WRITTEN EXERCISE: Reproduce the part of the data that opens with the line containing "Where can the boat with" and closes with the line containing "x=246, y=225", switching "large white boat" to "big white vessel" and leaving everything else unchanged.
——————
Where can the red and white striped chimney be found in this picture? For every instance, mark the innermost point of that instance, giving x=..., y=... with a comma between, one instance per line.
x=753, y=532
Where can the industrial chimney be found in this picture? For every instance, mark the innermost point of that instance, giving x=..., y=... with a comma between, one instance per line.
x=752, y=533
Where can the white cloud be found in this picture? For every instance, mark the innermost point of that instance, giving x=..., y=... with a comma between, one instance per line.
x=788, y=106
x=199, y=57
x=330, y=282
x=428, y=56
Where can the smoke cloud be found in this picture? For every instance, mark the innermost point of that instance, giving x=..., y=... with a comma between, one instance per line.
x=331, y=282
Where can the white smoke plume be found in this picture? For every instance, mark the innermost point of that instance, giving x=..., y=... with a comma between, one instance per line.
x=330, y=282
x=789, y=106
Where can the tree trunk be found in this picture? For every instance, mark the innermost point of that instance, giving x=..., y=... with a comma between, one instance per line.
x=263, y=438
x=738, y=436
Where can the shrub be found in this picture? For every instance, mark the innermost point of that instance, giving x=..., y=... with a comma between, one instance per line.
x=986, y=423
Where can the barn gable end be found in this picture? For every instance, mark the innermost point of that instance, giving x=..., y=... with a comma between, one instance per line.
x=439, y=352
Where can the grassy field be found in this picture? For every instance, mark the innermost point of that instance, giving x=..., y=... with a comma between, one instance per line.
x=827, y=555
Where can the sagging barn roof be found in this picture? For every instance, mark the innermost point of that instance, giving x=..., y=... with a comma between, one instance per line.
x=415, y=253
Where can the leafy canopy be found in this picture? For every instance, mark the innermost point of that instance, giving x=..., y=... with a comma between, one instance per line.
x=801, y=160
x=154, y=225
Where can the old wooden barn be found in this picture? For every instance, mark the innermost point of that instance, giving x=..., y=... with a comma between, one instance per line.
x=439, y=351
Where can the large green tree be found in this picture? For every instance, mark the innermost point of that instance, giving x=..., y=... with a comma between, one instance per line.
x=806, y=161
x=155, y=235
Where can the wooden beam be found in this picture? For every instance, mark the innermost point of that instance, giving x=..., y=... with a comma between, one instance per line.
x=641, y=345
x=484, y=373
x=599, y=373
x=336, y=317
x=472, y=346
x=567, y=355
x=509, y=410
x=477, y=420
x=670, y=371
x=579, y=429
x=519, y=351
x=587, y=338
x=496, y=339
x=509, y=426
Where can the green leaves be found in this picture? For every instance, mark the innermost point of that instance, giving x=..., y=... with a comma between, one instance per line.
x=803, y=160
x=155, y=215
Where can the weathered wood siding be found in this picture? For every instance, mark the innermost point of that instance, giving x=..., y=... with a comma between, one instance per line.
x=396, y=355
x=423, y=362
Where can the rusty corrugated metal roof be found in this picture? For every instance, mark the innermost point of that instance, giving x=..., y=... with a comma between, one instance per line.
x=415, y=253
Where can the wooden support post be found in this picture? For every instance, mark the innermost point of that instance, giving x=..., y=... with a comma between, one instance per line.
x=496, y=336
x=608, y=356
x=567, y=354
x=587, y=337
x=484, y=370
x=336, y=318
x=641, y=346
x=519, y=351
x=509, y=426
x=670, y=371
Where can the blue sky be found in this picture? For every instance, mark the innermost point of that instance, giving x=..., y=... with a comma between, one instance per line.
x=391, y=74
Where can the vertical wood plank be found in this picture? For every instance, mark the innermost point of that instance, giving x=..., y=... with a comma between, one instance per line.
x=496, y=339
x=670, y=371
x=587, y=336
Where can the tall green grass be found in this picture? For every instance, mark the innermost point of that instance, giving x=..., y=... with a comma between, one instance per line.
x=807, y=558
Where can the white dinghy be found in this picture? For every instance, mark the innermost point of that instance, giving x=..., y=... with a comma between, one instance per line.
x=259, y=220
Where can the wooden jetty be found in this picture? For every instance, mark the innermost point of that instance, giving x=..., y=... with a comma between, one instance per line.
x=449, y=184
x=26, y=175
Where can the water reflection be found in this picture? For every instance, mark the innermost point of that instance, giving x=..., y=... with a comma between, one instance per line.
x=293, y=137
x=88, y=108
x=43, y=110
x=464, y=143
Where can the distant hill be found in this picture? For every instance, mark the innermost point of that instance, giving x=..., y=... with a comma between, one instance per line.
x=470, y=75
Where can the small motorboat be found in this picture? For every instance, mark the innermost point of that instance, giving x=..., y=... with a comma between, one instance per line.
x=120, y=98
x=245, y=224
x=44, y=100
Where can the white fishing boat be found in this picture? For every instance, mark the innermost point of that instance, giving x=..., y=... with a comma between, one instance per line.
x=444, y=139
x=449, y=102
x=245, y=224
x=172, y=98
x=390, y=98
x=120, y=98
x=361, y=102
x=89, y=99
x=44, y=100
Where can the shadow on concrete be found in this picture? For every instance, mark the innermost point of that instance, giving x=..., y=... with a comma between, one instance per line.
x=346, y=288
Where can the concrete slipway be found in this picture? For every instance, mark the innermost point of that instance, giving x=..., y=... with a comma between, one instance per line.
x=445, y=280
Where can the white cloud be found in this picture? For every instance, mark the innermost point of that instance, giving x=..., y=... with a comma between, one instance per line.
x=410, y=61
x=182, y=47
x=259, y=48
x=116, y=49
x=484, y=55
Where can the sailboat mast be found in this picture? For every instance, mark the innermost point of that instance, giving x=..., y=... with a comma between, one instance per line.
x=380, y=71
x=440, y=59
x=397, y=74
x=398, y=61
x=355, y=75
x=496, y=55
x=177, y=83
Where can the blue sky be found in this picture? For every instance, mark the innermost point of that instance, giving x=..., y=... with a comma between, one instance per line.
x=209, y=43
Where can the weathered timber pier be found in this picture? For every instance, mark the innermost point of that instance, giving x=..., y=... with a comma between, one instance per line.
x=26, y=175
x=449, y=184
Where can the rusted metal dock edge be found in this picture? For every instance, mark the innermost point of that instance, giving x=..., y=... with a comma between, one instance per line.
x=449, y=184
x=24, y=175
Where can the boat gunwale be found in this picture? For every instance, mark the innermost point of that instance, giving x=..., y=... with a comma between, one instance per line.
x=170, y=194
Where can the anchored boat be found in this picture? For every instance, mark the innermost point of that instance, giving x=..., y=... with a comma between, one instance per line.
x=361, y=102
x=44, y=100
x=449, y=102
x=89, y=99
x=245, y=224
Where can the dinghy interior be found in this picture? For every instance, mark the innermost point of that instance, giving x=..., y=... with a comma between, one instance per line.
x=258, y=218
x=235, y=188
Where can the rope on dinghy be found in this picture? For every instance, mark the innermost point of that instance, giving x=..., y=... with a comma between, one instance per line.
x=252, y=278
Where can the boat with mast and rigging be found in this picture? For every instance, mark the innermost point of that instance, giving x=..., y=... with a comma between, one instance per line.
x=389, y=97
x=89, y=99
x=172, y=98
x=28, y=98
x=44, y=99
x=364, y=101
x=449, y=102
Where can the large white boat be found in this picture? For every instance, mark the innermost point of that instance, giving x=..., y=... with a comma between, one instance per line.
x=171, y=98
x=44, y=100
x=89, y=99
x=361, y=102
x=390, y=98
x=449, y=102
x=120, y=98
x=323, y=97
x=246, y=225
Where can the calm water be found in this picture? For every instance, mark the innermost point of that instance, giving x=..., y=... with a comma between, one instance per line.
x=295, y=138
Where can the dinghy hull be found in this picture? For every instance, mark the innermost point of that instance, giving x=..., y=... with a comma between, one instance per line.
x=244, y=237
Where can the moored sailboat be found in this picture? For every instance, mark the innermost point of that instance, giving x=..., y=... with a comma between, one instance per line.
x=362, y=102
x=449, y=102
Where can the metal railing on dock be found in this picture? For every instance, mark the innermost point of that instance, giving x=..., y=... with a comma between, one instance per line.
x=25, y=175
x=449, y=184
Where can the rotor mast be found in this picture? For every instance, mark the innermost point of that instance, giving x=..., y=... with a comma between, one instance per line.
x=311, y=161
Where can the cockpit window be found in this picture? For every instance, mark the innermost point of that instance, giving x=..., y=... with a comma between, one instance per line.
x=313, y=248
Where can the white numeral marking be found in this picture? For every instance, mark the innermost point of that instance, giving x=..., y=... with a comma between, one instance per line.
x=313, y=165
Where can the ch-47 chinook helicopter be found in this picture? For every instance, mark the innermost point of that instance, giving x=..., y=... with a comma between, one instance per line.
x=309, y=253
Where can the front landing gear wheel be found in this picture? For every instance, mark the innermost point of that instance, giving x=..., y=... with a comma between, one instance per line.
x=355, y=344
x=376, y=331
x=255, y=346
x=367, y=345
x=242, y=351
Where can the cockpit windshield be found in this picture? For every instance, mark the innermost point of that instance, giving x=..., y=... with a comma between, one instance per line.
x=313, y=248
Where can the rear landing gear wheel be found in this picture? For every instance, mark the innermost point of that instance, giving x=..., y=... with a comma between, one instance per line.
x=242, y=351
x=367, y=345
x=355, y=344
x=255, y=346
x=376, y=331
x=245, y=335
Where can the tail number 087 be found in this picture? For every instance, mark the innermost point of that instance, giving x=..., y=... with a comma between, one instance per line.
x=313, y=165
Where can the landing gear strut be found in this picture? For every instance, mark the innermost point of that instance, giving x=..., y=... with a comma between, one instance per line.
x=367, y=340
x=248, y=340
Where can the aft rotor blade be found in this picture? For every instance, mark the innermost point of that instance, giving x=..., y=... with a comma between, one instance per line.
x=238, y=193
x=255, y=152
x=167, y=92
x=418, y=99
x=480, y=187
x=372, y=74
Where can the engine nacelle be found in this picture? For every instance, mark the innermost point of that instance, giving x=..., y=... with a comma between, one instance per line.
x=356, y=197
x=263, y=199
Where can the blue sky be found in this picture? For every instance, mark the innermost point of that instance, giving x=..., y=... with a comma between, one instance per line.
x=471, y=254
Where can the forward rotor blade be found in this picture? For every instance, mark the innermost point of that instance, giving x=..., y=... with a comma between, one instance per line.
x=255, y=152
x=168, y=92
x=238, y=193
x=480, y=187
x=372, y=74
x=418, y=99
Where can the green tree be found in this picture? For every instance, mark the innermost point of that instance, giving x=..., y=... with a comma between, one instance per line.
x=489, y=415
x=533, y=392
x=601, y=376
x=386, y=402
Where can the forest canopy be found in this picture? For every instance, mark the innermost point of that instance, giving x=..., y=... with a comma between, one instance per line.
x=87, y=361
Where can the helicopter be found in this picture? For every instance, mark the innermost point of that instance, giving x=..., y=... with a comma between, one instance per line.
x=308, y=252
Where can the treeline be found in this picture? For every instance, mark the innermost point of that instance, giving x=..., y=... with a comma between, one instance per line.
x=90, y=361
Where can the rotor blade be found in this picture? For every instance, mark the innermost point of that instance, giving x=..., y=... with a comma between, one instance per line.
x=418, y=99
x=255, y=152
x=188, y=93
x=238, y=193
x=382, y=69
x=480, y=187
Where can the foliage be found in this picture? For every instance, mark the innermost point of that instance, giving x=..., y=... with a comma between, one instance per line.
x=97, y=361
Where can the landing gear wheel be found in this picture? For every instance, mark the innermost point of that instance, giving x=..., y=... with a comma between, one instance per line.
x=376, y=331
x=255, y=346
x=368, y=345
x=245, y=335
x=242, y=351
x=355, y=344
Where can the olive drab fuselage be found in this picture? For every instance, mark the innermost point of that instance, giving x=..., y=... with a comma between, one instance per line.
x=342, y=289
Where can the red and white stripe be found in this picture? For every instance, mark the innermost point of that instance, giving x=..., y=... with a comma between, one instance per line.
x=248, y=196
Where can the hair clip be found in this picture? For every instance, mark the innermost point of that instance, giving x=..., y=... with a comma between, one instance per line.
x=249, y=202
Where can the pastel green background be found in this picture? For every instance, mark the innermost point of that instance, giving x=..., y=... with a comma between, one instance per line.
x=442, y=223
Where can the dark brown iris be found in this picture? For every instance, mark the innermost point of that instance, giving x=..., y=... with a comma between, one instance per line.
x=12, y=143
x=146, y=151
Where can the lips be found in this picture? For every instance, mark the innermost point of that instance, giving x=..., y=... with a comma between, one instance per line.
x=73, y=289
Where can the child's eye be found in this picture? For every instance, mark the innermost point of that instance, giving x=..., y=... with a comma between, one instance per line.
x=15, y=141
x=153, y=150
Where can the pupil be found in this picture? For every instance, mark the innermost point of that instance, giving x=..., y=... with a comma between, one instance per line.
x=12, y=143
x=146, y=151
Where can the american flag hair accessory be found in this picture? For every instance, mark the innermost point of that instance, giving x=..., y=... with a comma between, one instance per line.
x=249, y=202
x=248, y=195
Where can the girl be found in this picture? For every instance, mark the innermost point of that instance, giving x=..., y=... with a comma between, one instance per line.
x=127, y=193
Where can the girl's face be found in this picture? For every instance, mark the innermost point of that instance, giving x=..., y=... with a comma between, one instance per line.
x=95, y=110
——————
TASK RESPONSE:
Where can the boat with mast and rigging be found in this picture? For every instance, mark the innermost point of that instance, giving x=..., y=... with a comma between, one instance per line.
x=389, y=97
x=89, y=99
x=172, y=98
x=28, y=98
x=44, y=99
x=364, y=101
x=449, y=102
Where can the big white vessel be found in this picture? For every instance, mark the innermost point of that instance, giving x=..., y=... with a comma between, one instance per line.
x=171, y=98
x=44, y=100
x=89, y=99
x=361, y=102
x=390, y=98
x=449, y=102
x=120, y=98
x=323, y=97
x=246, y=225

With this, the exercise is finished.